WHAT IS EXPECTED >> Locate every line below that contains the word "glossy", treating uppercase and lowercase as different, and copy each of those lines.

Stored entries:
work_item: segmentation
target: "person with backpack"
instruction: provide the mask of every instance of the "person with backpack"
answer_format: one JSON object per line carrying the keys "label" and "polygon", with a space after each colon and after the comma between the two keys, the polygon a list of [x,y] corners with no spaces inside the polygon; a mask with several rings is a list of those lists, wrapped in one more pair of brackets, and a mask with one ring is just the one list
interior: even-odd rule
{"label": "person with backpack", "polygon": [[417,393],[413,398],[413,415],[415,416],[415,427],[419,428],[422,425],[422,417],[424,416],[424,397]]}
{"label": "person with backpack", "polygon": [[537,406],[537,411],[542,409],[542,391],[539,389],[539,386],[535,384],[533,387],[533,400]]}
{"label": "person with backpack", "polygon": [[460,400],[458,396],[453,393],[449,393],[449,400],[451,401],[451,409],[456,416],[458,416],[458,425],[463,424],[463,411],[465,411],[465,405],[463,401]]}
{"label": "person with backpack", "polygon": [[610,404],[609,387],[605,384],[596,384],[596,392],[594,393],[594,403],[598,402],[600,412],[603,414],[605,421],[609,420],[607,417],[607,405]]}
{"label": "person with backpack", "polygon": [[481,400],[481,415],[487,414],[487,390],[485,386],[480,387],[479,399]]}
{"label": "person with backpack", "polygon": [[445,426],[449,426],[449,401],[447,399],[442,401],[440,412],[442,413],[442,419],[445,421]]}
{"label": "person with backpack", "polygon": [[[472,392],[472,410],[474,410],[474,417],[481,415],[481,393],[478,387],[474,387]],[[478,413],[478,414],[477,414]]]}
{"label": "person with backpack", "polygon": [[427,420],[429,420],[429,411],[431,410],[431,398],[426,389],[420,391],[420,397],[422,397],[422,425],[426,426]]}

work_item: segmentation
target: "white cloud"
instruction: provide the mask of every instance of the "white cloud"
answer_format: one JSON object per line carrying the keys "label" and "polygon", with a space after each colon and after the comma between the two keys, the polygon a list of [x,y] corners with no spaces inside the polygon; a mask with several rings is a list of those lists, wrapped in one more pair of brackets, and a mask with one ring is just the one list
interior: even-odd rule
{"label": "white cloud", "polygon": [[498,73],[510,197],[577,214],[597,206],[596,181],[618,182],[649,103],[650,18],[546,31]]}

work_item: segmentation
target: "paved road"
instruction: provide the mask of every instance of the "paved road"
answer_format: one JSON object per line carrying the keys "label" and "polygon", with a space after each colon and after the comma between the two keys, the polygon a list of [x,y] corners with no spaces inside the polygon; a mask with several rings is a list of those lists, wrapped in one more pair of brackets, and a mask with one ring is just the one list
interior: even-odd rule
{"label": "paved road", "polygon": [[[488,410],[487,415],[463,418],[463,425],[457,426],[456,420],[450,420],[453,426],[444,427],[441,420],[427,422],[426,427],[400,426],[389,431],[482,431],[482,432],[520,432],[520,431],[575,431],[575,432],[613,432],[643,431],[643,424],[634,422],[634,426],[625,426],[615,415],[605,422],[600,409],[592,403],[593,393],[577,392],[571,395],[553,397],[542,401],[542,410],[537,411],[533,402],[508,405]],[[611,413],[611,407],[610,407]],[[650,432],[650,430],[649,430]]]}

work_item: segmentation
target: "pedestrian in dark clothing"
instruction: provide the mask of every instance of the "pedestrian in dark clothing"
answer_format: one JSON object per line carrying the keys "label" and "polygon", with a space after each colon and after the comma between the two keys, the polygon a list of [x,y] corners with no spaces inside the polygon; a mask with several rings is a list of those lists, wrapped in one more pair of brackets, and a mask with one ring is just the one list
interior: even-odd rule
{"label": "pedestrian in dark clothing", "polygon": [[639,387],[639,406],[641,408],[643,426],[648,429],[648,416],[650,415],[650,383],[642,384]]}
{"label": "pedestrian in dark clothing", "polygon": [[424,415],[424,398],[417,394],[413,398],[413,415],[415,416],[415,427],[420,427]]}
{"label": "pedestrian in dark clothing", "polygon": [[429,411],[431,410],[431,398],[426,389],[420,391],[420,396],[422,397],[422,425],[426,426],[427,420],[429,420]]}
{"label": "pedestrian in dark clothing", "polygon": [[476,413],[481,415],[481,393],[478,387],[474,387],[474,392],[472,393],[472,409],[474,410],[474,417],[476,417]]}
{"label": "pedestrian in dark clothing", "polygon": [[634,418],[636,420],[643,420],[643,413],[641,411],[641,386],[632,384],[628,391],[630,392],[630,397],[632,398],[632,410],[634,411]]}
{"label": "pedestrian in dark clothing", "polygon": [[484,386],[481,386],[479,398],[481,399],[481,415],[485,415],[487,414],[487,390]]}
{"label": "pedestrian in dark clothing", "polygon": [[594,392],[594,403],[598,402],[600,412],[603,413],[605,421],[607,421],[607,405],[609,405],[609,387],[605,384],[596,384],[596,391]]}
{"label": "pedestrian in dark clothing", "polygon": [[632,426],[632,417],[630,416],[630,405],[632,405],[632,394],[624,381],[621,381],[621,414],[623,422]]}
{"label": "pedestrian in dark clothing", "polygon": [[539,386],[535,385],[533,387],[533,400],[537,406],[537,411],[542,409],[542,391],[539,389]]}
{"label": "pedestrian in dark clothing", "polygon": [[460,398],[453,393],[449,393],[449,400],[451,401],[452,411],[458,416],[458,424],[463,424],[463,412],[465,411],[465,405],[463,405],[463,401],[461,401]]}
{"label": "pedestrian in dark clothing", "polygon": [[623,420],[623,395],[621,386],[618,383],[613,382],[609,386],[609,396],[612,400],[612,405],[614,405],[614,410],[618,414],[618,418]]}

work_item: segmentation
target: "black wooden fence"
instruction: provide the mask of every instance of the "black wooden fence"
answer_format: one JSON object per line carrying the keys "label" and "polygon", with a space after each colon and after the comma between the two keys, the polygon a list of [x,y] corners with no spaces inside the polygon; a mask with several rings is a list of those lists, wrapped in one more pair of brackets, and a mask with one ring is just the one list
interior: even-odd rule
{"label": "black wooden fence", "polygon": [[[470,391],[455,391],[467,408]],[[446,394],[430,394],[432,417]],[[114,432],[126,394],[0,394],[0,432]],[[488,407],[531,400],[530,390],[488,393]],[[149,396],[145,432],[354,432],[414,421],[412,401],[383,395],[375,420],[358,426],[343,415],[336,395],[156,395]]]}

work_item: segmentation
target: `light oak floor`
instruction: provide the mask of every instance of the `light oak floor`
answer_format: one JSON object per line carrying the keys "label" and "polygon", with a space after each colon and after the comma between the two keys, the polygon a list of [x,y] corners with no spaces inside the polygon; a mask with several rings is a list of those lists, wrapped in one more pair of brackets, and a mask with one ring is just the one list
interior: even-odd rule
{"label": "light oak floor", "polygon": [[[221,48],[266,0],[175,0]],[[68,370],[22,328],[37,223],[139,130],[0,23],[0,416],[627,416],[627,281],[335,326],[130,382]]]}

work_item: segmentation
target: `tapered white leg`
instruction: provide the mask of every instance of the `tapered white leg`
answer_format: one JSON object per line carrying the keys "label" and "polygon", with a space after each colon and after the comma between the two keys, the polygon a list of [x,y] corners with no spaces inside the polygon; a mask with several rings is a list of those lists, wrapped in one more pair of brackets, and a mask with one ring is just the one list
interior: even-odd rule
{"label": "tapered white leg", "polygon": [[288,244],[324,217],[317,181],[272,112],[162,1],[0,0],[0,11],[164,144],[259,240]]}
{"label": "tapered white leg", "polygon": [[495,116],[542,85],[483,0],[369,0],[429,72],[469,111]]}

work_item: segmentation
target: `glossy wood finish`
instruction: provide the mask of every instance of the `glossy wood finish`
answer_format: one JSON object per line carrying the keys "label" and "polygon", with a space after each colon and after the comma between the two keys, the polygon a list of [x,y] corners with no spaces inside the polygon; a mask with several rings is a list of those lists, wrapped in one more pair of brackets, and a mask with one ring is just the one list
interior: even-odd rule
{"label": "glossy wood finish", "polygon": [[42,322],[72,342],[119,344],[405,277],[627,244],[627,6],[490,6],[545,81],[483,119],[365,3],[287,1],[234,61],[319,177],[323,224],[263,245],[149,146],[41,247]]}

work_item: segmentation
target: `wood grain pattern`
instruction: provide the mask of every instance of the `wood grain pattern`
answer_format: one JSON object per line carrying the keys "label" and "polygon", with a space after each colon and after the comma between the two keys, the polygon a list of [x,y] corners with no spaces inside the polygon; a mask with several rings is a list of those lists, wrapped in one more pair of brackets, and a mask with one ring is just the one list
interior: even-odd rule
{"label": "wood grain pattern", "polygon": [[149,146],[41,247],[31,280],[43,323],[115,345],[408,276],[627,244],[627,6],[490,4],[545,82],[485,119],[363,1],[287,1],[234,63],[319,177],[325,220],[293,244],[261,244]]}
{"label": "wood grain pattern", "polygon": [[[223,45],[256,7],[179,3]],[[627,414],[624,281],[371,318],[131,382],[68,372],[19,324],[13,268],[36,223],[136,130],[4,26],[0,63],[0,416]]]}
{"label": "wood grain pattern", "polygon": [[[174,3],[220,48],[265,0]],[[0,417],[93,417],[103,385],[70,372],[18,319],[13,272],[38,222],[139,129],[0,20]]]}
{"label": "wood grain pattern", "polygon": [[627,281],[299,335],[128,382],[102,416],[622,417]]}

WRITTEN RESPONSE >>
target: `glossy wood finish`
instruction: provide the mask of every instance of the `glossy wood finish`
{"label": "glossy wood finish", "polygon": [[42,322],[72,342],[119,344],[405,277],[627,244],[627,6],[490,6],[545,81],[483,119],[365,3],[287,1],[234,61],[319,177],[323,224],[263,245],[149,146],[41,247]]}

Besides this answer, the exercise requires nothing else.